TASK PROMPT —
Answer these questions about the forum post on debugging below:
1. Which site does the post recommend for spinning up a bare metal instance?
2. What tool does it suggest for checking Erlang VM ports?
3. What should a healthy acceptor show at all times?

DOCUMENT EXCERPT —
# # # # #

Difficult debugging problem

dch · January 8, 2019, 10:40am

TLDR this is a game of whack-a-mole move-the-bottleneck. A lot of this advice is covered above but I added some additional tips and hopefully some useful commentary.

If you’re still struggling with this I would bypass all of docker/kubes and spin up a bare metal instance at https://packet.net/ they provide excellent short-term h/w and networking just like cloud VMs just on real hardware, and do a quick comparison to see what your app ends up with without the layers of virtualisation and load balancer goop in the way, and then in order of least effort/max benefit:

read the error messages, they tell you what’s wrong. all the logs, all the time. measure the impact of your changes.
ensure you are running with max ulimit
check your erlang VM ports with recon http://ferd.github.io/recon/ and monitor it to ensure you’re not running out. It’s an easy fix, and adding overhead is not expensive in memory terms.
ensure your socket listen queues are not backlogged in erlang. See http://erlang.org/doc/man/gen_tcp.html#type-option for some possible options to pass through to your HTTP/TCP libraries, but basically use large buffers, no nagel delay, use tcp keepalive. This varies depending on the particular library you’re using, but this should get you started at least. You will see from outside with netstat -Lan |grep <port> if you’re running out. A healthy acceptor should be 0/0/... at all times, anything else you have problems.

Here’s my haproxy and couchdb for example:

fffff80e098a17a0 tcp46 0/0/2000                         *.443 (haproxy)

# # # # #

DATASET ROWS —
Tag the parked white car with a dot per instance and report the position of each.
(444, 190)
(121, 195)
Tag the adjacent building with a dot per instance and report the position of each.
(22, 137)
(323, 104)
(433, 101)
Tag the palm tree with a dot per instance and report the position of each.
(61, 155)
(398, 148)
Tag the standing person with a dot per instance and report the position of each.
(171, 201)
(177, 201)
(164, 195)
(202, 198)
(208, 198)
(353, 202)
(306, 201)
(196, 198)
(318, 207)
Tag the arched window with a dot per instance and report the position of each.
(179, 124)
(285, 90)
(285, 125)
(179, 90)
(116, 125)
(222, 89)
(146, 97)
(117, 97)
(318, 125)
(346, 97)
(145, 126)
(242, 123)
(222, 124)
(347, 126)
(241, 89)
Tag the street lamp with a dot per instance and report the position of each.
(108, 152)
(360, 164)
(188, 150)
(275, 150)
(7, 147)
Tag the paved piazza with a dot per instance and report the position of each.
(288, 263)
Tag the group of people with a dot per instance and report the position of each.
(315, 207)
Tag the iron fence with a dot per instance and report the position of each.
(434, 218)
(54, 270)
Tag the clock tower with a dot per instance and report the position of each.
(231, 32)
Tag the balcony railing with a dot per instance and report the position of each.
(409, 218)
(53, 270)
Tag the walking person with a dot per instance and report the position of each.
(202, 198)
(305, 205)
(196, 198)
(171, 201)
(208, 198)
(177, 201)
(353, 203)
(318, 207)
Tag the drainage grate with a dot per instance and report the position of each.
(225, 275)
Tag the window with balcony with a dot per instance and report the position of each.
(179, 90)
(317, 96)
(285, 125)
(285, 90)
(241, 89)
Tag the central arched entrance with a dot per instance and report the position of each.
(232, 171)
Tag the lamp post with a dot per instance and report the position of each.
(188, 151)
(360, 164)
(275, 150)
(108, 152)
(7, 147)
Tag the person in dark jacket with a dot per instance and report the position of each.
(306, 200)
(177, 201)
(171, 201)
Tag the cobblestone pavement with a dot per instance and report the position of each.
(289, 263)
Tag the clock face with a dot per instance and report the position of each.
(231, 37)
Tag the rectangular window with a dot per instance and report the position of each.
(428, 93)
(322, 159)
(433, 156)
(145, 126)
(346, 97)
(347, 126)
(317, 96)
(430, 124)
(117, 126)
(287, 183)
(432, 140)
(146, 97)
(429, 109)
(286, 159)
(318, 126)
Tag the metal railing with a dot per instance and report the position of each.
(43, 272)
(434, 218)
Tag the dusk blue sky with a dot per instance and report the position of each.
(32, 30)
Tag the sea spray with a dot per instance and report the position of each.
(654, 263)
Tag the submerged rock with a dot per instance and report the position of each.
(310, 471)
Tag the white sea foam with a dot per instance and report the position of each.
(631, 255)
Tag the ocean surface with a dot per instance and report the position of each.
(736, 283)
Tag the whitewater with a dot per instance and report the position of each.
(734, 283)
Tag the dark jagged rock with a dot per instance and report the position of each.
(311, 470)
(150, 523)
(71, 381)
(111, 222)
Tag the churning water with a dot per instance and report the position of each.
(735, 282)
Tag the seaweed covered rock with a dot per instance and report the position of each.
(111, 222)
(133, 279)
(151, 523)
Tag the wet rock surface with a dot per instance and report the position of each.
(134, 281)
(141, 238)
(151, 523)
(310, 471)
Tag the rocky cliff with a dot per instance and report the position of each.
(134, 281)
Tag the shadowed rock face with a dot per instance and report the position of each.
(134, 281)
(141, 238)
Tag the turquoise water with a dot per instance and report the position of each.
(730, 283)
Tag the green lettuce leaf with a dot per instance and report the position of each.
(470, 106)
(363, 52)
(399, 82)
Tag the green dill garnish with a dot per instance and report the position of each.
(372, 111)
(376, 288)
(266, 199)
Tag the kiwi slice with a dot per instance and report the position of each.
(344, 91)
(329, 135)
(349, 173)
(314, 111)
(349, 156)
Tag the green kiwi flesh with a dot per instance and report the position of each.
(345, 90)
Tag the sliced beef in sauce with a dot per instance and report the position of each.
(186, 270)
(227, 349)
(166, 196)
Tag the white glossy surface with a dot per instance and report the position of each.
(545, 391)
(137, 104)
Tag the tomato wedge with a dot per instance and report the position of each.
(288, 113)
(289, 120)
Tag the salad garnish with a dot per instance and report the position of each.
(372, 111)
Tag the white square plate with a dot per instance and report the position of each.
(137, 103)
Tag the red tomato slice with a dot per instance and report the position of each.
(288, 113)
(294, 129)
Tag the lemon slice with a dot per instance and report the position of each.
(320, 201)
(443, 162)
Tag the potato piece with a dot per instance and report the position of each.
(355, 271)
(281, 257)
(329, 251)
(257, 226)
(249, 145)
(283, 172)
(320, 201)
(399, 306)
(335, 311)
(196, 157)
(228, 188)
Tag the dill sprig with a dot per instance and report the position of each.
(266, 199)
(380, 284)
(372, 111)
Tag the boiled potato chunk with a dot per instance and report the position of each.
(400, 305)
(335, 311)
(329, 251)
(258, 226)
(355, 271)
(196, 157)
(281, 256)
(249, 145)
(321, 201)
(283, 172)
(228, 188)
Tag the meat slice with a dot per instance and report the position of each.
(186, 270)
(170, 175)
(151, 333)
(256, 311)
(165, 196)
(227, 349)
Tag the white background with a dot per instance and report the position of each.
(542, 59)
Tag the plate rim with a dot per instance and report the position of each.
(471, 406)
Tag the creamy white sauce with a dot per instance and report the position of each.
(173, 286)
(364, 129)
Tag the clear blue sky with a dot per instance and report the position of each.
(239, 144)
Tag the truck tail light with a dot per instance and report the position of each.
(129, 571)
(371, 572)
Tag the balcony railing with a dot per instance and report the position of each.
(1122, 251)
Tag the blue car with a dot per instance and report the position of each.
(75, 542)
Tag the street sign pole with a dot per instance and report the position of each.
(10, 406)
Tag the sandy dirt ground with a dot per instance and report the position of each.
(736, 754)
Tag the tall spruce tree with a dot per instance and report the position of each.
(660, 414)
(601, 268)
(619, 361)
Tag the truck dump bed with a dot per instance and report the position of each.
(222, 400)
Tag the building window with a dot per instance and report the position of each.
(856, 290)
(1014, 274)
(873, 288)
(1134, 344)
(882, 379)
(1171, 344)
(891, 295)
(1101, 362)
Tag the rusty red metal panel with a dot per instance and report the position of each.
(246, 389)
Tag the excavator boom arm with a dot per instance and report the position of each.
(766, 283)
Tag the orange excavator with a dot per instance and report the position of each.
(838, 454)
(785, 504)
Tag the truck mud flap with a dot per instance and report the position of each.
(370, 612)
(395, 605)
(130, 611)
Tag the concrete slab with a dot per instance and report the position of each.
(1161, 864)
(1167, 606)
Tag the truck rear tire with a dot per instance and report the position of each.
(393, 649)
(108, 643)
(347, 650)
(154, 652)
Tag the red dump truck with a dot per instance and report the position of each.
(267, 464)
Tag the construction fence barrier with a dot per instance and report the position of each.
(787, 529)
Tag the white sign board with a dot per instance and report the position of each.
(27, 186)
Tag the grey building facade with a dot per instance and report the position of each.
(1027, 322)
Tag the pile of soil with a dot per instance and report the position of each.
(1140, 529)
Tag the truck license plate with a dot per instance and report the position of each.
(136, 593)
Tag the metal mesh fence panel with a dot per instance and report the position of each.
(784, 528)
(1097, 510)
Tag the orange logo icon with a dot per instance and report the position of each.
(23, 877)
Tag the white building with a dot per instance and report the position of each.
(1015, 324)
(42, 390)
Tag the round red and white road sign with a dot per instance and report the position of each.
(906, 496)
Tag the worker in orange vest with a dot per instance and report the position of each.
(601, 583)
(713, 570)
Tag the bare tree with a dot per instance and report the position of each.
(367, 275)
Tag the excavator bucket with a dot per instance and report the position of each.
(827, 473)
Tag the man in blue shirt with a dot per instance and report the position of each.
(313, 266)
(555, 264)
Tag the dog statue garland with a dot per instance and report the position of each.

# # # # #

RESPONSE FOR THIS EXERCISE —
1. https://packet.net/
2. recon
3. 0/0/...